--- Data excerpts ---
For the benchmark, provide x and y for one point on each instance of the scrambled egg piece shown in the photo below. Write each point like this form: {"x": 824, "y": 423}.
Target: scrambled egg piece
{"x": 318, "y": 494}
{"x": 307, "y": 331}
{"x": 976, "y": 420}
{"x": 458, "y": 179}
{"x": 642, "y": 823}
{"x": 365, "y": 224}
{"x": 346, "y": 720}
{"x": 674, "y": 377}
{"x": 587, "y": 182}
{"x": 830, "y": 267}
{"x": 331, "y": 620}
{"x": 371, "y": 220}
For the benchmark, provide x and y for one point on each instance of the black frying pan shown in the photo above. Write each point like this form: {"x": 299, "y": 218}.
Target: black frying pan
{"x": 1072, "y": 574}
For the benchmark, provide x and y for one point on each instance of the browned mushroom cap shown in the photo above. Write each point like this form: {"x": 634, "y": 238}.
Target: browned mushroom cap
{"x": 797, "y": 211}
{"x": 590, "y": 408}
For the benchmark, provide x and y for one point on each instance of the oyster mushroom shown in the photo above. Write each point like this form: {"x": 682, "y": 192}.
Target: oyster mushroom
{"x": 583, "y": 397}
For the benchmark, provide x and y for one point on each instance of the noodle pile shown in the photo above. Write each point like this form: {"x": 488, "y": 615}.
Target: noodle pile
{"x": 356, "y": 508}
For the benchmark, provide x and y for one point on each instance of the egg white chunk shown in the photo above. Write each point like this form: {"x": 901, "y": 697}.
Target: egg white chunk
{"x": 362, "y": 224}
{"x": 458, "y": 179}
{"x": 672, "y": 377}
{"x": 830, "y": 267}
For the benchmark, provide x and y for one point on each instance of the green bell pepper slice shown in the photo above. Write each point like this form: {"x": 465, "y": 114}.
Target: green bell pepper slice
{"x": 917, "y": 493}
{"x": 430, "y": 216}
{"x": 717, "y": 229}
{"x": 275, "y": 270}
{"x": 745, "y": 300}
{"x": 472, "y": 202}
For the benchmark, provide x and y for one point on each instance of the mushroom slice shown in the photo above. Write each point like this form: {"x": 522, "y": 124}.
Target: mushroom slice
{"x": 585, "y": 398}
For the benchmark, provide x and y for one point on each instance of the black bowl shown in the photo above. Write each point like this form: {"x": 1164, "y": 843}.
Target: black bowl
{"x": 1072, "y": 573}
---
:: What to work on ::
Please copy the records again, starting with the line containing "the black bowl" and going on through the end of the records, with every line included. Increase each x and y coordinate in the answer points by 12, and leave the sample point in the instruction wording unchanged.

:: Answer to the task ::
For the benchmark, provide x and y for one point on each instance of the black bowl shown in the photo above. Write each point like this form: {"x": 1164, "y": 843}.
Target: black bowl
{"x": 1084, "y": 585}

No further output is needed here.